• **Problem**: Carry on the forum thread about finding the greatest product of five consecutive list numbers without loops, starting right after its last line.

13

I have to use functional programming to implement the following function takes in a list of numbers from 0 to 9. The goal is to find the five consecutive elements of the list that have the greatest product. The function should return tuple of the index of the greatest product and the value of the greatest product without using the max function.

I can easily implement this without functional programming but I am having trouble implementing it without any loops. This is my approach so far but the part that I am stuck on is how to loop through the array to find those consecutive five numbers without loops. I am trying to use map to do that but I don't think it is correct. Is it possible to incorporate enumerate in any way? Any help is appreciated.

def find_products(L):
    val = map(lambda a: reduce(lambda x,y: x*y, L),L)
    print (val)
  • 3
    map and reduce use loops behind the scenes, trying to avoid using loops in list-comprehensions for example is going to be pretty difficult and has no real benefit. – Joe Iddon Nov 18 '17 at 13:28
  • 4
    You can almost straightforwardly avoid loops if instead you use recursion. Haskell does it this way. However, Haskell has optimizations for this, Python likely does not. So you will quickly run into the maximum recursion depth. — What is your motivation to do it in a functional style, anyway? – Martin Ueding Nov 18 '17 at 13:54
  • 10
    functional programming =/= avoiding loops. – trincot Nov 18 '17 at 15:37
  • I realize that you said max is not allowed, but it's worth noting that, in real functional programming, the best way to do this would probably be to use the max function with a sliding window iterator (e.g. max(sliding(L, 5), key=product) for suitable definitions of sliding and product). – Brian McCutchon Nov 18 '17 at 23:31
  • IMO, loop vs recursion is just an instance of sequential thinking vs divide-and-conquer. – Alex Vong Nov 19 '17 at 0:44
7

This doesn't have any explicit loops or call the max function. The function assumes that there're at least five elements in the input list and outputs a tuple (start_index, max_product).

from functools import reduce, partial
import operator

def f(l):
    win = zip(l, l[1:], l[2:], l[3:], l[4:])
    products = map(partial(reduce, operator.mul), win)

[Object point labels]
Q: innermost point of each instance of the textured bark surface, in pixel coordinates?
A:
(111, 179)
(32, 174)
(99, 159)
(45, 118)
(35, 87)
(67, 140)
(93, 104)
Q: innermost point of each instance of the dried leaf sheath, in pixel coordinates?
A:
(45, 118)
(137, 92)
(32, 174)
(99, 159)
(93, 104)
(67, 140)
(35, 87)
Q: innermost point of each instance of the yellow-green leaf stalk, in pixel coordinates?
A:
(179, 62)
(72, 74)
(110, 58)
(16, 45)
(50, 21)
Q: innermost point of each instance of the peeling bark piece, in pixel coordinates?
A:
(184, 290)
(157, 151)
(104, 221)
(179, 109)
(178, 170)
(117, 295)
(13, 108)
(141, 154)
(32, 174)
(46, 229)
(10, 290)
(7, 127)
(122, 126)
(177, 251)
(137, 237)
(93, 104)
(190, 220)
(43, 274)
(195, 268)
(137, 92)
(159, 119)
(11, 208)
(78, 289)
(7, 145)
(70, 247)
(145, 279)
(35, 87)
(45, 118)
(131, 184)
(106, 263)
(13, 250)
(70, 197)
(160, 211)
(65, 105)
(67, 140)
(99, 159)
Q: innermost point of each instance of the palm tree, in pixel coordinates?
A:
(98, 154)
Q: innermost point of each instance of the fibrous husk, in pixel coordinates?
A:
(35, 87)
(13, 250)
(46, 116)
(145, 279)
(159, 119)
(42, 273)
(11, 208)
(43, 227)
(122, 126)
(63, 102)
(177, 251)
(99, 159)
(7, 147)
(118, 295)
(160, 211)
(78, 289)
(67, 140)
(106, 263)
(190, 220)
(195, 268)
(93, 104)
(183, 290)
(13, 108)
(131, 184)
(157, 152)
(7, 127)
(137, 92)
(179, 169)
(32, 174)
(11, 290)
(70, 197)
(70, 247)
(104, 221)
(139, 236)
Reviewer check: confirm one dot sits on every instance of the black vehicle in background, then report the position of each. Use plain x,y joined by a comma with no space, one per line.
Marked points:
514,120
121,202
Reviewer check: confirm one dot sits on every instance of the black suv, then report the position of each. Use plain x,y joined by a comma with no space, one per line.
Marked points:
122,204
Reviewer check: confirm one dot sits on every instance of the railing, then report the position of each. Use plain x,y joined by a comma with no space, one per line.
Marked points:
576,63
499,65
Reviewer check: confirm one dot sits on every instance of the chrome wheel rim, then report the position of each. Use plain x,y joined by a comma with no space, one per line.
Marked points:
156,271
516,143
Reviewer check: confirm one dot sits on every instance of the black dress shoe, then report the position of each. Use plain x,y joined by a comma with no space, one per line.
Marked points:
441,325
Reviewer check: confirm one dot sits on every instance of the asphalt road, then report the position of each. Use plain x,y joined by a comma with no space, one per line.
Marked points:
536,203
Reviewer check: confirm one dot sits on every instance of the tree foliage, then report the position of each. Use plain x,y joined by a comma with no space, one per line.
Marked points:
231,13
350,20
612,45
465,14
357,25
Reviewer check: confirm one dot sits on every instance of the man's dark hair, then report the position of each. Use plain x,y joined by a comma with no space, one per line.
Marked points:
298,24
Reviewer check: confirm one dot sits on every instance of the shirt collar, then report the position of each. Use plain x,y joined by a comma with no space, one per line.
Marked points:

• **Result below**:
    return reduce(lambda x, y: x if x[1] > y[1] else y, enumerate(products))
In [2]: f([1, 2, 3, 4, 7, 8, 9])
Out[2]: (2, 6048)

In [3]: f([2, 6, 7, 9, 1, 4, 3, 5, 6, 1, 2, 4])
Out[3]: (1, 1512)

win = zip(l, l[1:], l[2:], l[3:], l[4:]) creates a sliding window iterator of size 5 over the input list. products = map(partial(reduce, operator.mul), win) is an iterator calling partial(reduce, operator.mul) (translates to reduce(operator.mul, ...)) on every element of win. reduce(lambda x, y: x if x[1] > y[1] else y, enumerate(products)) adds a counter to products and returns the index-value pair with the highest value.

If you need a more general version and/or the input list is large you'd use itertools.islice:

from itertools import islice

def f(l, n=5):
    win = zip(*(islice(l, i, None) for i in range(n)))
    ...

The code above uses a generator expression which is a loop, technically. A pure functional version of that might look like

from itertools import islice

def f(l, n=5):
    win = zip(*map(lambda i: islice(l, i, None), range(n)))
    ...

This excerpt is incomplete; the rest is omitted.